_REQUIRED ACTION_. Write out the records below exactly as they appear, skipping each picture.

[Region pointing data]

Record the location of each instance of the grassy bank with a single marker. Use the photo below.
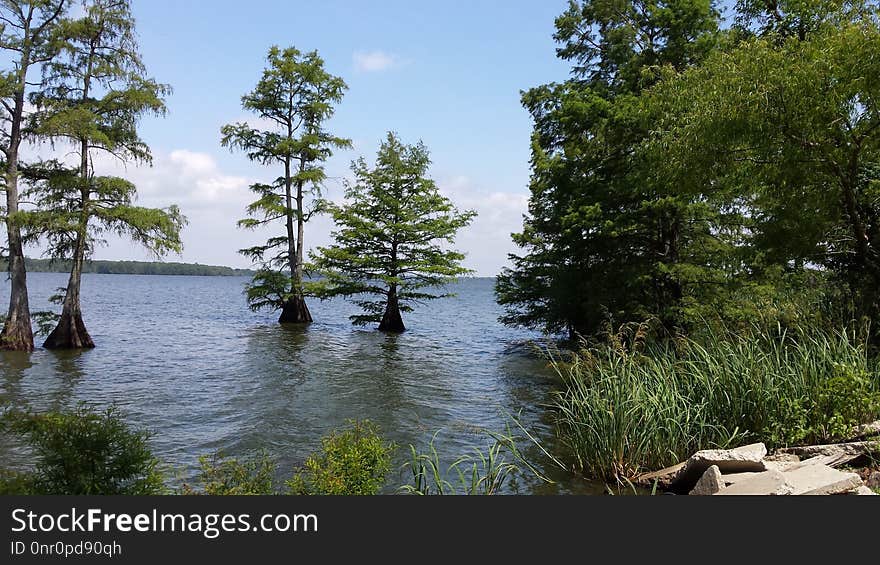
(629, 406)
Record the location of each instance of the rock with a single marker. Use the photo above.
(781, 461)
(862, 491)
(867, 430)
(748, 458)
(710, 483)
(815, 479)
(766, 483)
(835, 454)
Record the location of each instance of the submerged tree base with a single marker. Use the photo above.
(295, 311)
(392, 320)
(70, 333)
(17, 336)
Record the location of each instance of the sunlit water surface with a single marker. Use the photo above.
(185, 358)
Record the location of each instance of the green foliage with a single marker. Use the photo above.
(296, 96)
(780, 124)
(353, 461)
(482, 471)
(94, 93)
(60, 221)
(229, 476)
(605, 237)
(633, 405)
(83, 452)
(391, 235)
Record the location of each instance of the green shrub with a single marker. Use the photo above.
(220, 475)
(84, 452)
(353, 461)
(624, 410)
(14, 483)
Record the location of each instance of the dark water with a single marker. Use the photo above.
(185, 358)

_PROBLEM SOLUTION_.
Record the location of each instance of the grassy bank with a single marker. Use the photo below.
(629, 406)
Record the location of each instance of the rock with a single marker. Use the photo above.
(781, 461)
(862, 491)
(867, 430)
(748, 458)
(710, 483)
(815, 479)
(766, 483)
(835, 454)
Record the location of each instance of the submerged tree base with a single marker. Use the photo above.
(295, 311)
(392, 320)
(70, 333)
(17, 336)
Record the location of each instance of the sunlit water surface with a single marker. Use the photo above.
(185, 358)
Record the location of each instance of the green foliage with a single marker. Use the photo above.
(296, 96)
(780, 124)
(353, 461)
(482, 471)
(94, 93)
(60, 221)
(229, 476)
(605, 237)
(633, 405)
(83, 452)
(391, 235)
Record the location of each instance of the green shrub with a single marker. Use the photo above.
(220, 475)
(84, 452)
(353, 461)
(624, 410)
(14, 483)
Record the location of each instance of the dark water with a single marker. Use the photo above.
(185, 358)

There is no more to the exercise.